What to do: Everything from the line containing "column 67, row 90" to the last line of the data below should be copied word for word, and nothing else.

Data to process:
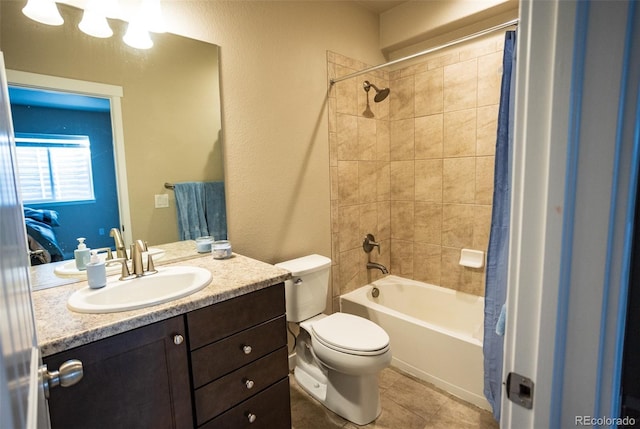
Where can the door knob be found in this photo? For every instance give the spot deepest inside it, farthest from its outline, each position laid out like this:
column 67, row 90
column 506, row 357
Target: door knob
column 70, row 373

Answer section:
column 67, row 90
column 506, row 357
Target: door knob
column 70, row 373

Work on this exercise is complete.